§ **Text excerpt**
Monday, March 14, 2005


Laboratory tests showed that 27 Philippine school children who died after eating cassava root treats last week were poisoned with a carbamate pesticide, according to Philippine Health Secretary Manuel Dayrit. He told a news conference that the food was probably prepared in an environment that was highly toxic and contaminated with chemical poisons and bacteria. The vendors who sold sweetened cassava roots as recess snacks to the children--7 to 13 years--denied that they improperly prepared the food.

Cabamate pesticides are commonly used in farms and households not only in the Philippines but here and in many other countries.

Carbaryl (1-napthyl N-methylcarbamate) or ( 4F carbaryl ) trade name Sevin®, for example, is widely used in garden and lawn insect sprays and dusts; wasp and hornet sprays; snail and slug granules, pellets, and baits; flea and tick shampoos, powders, and sprays for dogs and cats. It is also used as a pesticide on apples, beans, grapes, oranges, pears, peas, tomatoes and corn and grains. The long term effects on humans and animals are not known. Carbaryl is extremely toxic to aquatic invertebrates and certain estuarine organisms. It is extremely toxic to honeybees. It is moderately toxic to both warm water and coldwater fishes and has only low toxicity to birds. The US Environmental Protection Agency (EPA) says carbaryl has a moderate to low toxicity in mammals. Based on established tolerances, the theoretical maximum residue contribution for carbaryl residues in the human diet is calculated to be 5.48 mg/day. The acceptable daily intake (ADI) of carbaryl is 0.1 mg/kg/day. The maximum permissible intake (MPI) is 6 mg/day, according to the US government. A one year dog feeding study is being requested in order to determine the effects of carbaryl on kidney dysfunction. The results of these data may require that the ADI for carbaryl be recalculated, according to the EPA.

§ **Work request A**
Reproduce verbatim the portion of the passage on carbamate pesticides starting at "Monday, March 14, 2005" and ending at "many other countries.".
§ **Work request B**
In the passage on carbamate pesticides, what acceptable daily intake is given for carbaryl?
§ **Work request C**
Write what comes next in the passage on carbamate pesticides, picking up after its final sentence.

§ **Exercise data**
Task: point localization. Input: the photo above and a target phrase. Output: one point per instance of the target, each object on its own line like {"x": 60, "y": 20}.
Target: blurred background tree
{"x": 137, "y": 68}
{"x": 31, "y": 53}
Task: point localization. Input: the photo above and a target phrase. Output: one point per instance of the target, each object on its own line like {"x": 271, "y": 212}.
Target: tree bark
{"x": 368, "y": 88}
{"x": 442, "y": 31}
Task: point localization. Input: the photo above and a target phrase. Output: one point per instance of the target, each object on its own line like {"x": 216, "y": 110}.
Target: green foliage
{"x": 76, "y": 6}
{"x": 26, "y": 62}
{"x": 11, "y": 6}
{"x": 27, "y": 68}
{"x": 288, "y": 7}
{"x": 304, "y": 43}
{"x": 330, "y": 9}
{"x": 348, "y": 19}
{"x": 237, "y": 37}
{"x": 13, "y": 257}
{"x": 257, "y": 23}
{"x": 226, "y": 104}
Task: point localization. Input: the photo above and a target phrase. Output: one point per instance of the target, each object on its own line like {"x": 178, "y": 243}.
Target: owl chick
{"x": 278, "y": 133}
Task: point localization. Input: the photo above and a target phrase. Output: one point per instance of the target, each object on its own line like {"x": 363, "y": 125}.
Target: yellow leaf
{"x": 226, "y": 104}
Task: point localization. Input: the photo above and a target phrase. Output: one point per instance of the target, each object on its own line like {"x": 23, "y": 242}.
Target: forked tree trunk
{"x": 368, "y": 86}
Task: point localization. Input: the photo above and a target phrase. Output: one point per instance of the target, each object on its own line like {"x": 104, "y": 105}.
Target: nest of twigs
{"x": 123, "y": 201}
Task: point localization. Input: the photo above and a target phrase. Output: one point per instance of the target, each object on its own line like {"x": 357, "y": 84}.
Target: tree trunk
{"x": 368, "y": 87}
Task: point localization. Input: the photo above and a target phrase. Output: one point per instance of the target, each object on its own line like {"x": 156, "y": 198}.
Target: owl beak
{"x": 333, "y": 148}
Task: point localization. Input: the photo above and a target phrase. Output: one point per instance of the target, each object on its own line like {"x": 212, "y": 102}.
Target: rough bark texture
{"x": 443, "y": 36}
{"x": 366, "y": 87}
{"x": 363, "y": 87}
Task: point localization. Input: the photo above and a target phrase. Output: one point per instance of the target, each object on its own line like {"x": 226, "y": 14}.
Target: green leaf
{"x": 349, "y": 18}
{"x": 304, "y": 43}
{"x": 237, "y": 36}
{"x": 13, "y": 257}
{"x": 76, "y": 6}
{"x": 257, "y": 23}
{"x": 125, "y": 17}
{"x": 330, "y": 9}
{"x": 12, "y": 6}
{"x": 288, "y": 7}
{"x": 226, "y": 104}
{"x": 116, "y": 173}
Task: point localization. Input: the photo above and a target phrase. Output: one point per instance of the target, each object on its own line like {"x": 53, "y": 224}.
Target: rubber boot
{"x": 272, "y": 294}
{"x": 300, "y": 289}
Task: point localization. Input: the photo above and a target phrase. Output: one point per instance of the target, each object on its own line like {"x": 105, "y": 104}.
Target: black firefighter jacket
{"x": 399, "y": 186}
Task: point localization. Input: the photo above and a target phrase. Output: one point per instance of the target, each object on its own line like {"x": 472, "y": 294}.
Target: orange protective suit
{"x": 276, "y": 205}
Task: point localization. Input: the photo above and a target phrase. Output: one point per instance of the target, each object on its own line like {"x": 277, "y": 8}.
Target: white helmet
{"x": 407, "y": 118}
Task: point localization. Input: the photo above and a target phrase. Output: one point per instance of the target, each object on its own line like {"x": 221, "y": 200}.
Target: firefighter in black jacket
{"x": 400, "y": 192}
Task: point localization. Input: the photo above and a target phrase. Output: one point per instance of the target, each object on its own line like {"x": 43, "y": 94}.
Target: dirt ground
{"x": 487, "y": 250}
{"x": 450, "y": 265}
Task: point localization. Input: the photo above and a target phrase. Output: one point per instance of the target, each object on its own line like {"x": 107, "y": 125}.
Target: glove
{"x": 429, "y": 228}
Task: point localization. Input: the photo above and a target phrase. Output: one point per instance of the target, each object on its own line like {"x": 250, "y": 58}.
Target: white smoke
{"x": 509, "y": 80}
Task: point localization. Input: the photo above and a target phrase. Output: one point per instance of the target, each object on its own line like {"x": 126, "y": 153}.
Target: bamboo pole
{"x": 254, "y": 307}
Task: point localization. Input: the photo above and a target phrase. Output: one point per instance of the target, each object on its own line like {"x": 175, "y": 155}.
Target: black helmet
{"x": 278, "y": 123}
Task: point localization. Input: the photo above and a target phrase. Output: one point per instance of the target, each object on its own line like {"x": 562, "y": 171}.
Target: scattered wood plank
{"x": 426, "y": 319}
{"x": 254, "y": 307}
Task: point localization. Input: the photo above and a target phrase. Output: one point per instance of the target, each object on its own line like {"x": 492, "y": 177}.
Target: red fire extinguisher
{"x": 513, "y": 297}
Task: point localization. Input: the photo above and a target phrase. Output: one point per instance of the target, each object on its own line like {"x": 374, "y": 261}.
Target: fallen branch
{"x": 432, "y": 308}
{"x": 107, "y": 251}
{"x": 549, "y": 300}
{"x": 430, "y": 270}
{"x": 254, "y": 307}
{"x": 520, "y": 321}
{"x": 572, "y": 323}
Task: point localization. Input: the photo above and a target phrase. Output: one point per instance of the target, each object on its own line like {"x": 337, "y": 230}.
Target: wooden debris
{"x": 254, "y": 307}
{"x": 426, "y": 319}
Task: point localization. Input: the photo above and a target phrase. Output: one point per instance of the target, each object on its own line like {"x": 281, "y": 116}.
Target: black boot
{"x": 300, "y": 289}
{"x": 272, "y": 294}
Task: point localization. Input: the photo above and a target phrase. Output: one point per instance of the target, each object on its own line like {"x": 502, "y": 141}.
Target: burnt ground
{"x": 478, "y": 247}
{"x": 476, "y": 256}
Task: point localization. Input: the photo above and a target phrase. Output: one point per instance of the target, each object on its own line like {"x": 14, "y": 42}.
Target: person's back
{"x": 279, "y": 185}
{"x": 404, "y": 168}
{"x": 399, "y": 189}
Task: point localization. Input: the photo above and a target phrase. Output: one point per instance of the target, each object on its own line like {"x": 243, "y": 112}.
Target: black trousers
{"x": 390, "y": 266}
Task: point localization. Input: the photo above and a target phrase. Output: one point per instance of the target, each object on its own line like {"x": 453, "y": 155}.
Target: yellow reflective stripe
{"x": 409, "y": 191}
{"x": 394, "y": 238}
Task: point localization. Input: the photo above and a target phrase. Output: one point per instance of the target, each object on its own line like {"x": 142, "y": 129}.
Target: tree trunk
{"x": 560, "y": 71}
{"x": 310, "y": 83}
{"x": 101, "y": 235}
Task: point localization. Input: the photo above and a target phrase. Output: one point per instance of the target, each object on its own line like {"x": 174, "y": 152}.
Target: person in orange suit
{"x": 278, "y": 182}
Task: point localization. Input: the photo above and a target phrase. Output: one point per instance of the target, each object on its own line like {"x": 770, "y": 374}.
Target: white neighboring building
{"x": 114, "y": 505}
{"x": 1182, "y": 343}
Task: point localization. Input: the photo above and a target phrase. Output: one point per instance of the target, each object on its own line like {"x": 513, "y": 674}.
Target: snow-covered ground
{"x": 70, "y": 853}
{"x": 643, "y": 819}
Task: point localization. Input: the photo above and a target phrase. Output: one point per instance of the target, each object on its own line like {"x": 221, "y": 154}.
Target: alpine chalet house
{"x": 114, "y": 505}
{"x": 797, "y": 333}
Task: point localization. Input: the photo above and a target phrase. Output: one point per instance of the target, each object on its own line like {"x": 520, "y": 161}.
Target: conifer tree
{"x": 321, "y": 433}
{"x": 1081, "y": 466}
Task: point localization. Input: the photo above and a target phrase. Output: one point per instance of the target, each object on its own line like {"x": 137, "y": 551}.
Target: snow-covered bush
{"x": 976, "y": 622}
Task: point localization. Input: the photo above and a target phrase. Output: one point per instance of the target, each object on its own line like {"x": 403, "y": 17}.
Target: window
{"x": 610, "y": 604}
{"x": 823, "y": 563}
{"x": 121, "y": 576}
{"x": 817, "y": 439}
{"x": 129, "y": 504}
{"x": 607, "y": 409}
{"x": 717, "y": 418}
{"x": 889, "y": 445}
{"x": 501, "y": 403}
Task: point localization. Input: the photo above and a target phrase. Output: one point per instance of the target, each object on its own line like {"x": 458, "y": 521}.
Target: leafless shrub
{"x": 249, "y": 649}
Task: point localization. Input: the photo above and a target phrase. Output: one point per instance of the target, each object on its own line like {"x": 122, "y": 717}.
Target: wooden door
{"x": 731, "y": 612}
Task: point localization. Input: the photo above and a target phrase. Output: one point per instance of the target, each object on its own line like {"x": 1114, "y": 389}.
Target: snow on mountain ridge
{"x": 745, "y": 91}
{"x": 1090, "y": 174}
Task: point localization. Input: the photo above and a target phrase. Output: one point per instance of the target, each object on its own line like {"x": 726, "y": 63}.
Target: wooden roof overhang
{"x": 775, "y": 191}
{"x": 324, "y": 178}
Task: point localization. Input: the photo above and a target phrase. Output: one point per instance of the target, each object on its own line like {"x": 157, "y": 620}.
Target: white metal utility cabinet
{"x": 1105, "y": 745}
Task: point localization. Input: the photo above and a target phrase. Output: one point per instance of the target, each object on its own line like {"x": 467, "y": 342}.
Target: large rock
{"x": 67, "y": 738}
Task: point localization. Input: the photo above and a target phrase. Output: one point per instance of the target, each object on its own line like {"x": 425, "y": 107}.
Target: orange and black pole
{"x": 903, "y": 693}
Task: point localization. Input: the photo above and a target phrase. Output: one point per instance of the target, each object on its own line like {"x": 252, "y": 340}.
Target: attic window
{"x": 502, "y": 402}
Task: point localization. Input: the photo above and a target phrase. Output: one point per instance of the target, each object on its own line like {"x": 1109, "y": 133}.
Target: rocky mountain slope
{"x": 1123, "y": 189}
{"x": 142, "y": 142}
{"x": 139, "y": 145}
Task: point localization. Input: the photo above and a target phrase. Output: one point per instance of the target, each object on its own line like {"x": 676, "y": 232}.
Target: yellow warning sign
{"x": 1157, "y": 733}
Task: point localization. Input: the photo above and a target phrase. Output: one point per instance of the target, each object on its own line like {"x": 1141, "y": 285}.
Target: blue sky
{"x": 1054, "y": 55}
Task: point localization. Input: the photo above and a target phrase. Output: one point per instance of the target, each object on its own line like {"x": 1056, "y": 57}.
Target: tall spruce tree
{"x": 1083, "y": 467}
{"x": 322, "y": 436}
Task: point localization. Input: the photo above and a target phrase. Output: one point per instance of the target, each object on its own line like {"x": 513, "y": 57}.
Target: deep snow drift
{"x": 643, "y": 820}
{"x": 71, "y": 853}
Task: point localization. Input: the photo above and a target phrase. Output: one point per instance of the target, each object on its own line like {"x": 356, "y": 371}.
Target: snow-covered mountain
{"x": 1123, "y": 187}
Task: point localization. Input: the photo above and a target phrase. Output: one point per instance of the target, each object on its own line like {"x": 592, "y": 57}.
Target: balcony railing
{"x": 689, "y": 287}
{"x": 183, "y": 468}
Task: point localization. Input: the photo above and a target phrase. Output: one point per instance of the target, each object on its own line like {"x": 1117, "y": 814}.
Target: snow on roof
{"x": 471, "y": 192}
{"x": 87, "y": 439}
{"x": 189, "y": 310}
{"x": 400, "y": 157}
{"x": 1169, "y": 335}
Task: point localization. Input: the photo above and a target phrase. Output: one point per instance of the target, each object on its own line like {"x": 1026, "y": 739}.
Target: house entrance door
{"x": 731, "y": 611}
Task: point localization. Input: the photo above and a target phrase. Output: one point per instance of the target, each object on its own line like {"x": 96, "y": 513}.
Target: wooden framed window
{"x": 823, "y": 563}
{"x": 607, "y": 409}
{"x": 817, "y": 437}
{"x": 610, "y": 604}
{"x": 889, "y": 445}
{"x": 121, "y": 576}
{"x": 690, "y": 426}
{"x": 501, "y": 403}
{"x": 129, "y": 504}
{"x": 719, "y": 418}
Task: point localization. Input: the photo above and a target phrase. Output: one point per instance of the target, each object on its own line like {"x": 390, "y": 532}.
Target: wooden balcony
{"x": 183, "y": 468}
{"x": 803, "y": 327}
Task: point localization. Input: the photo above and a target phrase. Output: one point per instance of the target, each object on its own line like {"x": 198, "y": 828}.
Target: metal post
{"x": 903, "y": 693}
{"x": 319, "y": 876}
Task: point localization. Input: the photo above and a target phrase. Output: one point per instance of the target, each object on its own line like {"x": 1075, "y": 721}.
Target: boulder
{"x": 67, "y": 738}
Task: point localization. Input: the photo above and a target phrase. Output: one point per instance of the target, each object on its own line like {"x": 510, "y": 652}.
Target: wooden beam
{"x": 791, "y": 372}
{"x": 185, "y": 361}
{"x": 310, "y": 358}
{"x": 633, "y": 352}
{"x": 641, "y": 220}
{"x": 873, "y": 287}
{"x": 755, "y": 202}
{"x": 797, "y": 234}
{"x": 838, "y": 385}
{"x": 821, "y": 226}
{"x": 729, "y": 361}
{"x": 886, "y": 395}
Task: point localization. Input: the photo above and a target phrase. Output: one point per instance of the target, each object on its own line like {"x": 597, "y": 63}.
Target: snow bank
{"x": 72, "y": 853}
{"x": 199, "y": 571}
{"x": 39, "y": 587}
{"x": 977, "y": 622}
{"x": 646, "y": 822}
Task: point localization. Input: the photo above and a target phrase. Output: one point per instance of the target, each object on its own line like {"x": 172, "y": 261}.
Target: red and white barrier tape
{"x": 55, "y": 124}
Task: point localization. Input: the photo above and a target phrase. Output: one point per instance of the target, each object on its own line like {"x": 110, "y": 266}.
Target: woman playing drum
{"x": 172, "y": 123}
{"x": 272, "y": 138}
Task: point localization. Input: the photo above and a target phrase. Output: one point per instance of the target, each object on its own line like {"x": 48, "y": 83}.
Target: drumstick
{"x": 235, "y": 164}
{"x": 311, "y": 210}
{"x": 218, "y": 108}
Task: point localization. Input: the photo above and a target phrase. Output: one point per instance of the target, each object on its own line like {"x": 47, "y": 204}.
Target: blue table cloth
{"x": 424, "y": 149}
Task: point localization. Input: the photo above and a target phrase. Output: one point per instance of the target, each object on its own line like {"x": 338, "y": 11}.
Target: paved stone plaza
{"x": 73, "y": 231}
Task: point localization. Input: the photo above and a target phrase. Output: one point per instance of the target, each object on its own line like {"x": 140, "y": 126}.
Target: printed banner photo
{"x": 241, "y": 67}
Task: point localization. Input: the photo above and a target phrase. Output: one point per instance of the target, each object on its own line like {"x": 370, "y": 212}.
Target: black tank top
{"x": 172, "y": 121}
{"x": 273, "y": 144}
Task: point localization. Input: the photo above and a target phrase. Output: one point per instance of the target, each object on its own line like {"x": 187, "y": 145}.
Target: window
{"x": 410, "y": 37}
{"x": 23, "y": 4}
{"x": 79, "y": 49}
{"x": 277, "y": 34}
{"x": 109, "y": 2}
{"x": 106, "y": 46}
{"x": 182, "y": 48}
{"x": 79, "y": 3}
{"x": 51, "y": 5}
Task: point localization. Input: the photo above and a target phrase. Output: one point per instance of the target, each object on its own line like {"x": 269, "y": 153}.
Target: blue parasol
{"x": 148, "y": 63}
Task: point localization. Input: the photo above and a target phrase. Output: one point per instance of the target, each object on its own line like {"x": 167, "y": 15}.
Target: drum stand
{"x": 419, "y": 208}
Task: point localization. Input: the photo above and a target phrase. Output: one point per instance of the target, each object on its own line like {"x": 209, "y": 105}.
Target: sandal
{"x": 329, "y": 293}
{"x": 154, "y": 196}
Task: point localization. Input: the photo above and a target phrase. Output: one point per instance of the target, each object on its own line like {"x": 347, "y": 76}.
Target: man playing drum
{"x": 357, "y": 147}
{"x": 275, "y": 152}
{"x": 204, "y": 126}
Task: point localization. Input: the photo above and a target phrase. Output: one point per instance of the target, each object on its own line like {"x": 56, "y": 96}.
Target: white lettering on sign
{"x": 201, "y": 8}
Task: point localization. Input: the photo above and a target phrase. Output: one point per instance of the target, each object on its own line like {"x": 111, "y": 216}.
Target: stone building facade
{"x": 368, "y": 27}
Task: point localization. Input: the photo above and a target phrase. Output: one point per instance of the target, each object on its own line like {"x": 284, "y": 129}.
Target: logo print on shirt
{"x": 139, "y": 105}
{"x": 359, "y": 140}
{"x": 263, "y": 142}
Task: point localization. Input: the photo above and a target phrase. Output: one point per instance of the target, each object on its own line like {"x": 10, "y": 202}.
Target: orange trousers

§ **Answer space A**
Monday, March 14, 2005


Laboratory tests showed that 27 Philippine school children who died after eating cassava root treats last week were poisoned with a carbamate pesticide, according to Philippine Health Secretary Manuel Dayrit. He told a news conference that the food was probably prepared in an environment that was highly toxic and contaminated with chemical poisons and bacteria. The vendors who sold sweetened cassava roots as recess snacks to the children--7 to 13 years--denied that they improperly prepared the food.

Cabamate pesticides are commonly used in farms and households not only in the Philippines but here and in many other countries.

§ **Answer space B**
0.1 mg/kg/day

§ **Answer space C**
Among other carbomate pesticides are aldicarb; 4-benzothienyl-N-methyl carbamate; bufencarb (BUX); carbaryl; carbofuran; isolan; 2-isopropyl phenyl-N-methyl carbamate; 3-isopropyl phenylmethyl carbamate; maneb; propoxur; thiram; Zectran; zineb, and ziram. Carbamic acid from which the pesticides are derived, is colorless and odorless, causes depression of bone marrow and degeneration of the brain, nausea, vomiting. Unlike the event in the Philippines, we have not had a mass disaster involving children ingesting an acute, fatal dose of a carbamate but what are the long term effects of carbamate residues any of us eat on our produce, inhale or get it on our skins?

Another common carbamate we may ingest is ethyl carbamate---better known as Urethane®. It is used as an intermediate in the synthesis of a number of chemicals. It is also a chemical substance that forms naturally during the fermentation process and thus has been a potential problem in wine making and distilled spirits, according to the FDA. The agency provides advice for preventing its formation in wine making. Acute (short-term) exposure of humans to high levels of ethyl carbamate may result in injury to the kidneys and liver and induce vomiting, coma, or hemorrhages. No information is available on the chronic (long-term), reproductive, or developmental effects of ethyl carbamate in humans.An increased incidence of lung tumors has been observed in rodents exposed to ethyl carbamate by oral or inhalation exposure. The International Agency for Research on Cancer (IARC) has classified ethyl carbamate as a Group 2B, possibly carcinogenic to humans.

You may not be able to do anything about residues on what you buy in the supermarket unless you have certified organic produce, which is usually more expensive. If you can't afford it, you can certainly thoroughly wash your fruits and vegetables in running water in an effort---perhaps futile--to reduce the amount of carbamates you take in. You can, however, make an effort to avoid the use of carbamate-containing pesticides around your home and garden. If there are no alternative methods available to you, read the labels carefully and precisely follow the directions.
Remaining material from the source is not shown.